▶ **Goals**:
**a.** In the forum thread about PC-BSD and FreeBSD rankings, copy word for word everything from "In last 30 days PCBSD" down to "fronclynne (Apr 18, 2009)".
**b.** In the forum thread about PC-BSD and FreeBSD rankings, what does Brandybuck say Distrowatch page hits measure?

▶ **Extract provided**:
● ● ● ● ● ● ●
# In last 30 days...



## alie (Apr 18, 2009)

In last 30 days PCBSD hit ranking is better than FreeBSD...
http://distrowatch.com/index.php?dataspan=4

this is 1 prove that shows users like instants OS that can install and setup their desktop easily


----------



## fronclynne (Apr 18, 2009)

*The expense is spanking*

I don't disagree with your conclusion, I just disagree with how you got there.

I hazard that it would be trivial (if tedious) to demonstrate that users prefer whatever their computer came with, and that if PCBSD is a step towards a coherent OEM desktop solution, then it may make something of itself[1].

But the notion that the alternative desktop-operating-system market (as such) is anything but fleeting is still a bit absurd.  There might be an absolutely large number of us[2], and we might be cranky and noisy, but we're still insignificant in a world of hundreds of millions of computers.

Also: http://bsdstats.org/



[1] This hardly comes at the expense of FreeBSD, though.  Ubunutuwutufutugutu, maybe.
[2] You just try packing 20 or 30 thousand typical BSD users into a phonebooth.


----------



## Brandybuck (Apr 18, 2009)

Distrowatch page hits measure user interest, not popularity. Also, the samples are self-selected. In other words, don't put too much stock into Distrowatch rankings.


----------



## Brandybuck (Apr 18, 2009)

fronclynne said:
			
		

> But the notion that the alternative desktop-operating-system market (as such) is anything but fleeting is still a bit absurd.  There might be an absolutely large number of us[2], and we might be cranky and noisy, but we're still insignificant in a world of hundreds of millions of computers.



We are only insignificant if you assume a world of bland conformity and sterile sameness. In the real world, however, each single FreeBSD user carries more significance than yet another single Windows user. Ignore the mindlessness of marketing and use the operating system of your own choosing!


----------



## Beastie (Apr 18, 2009)

Good for them! Why should we even care?

Systems like PC-BSD are for people who want everything to be ready for them on a silver plate.

"Pure" FreeBSD is for people who need reliable, stable and highly configurable systems they can build _themselves_ piece by piece. It's for people who want to actually _know_ their systems.
● ● ● ● ● ● ●
▶ **Information provided**:
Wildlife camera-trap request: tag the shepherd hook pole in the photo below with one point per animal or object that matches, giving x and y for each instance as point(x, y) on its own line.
● ● ● ● ● ● ●
▶ **Responses by task**:
**a.**
In last 30 days PCBSD hit ranking is better than FreeBSD...
http://distrowatch.com/index.php?dataspan=4

this is 1 prove that shows users like instants OS that can install and setup their desktop easily


----------



## fronclynne (Apr 18, 2009)

**b.** They measure user interest, not popularity.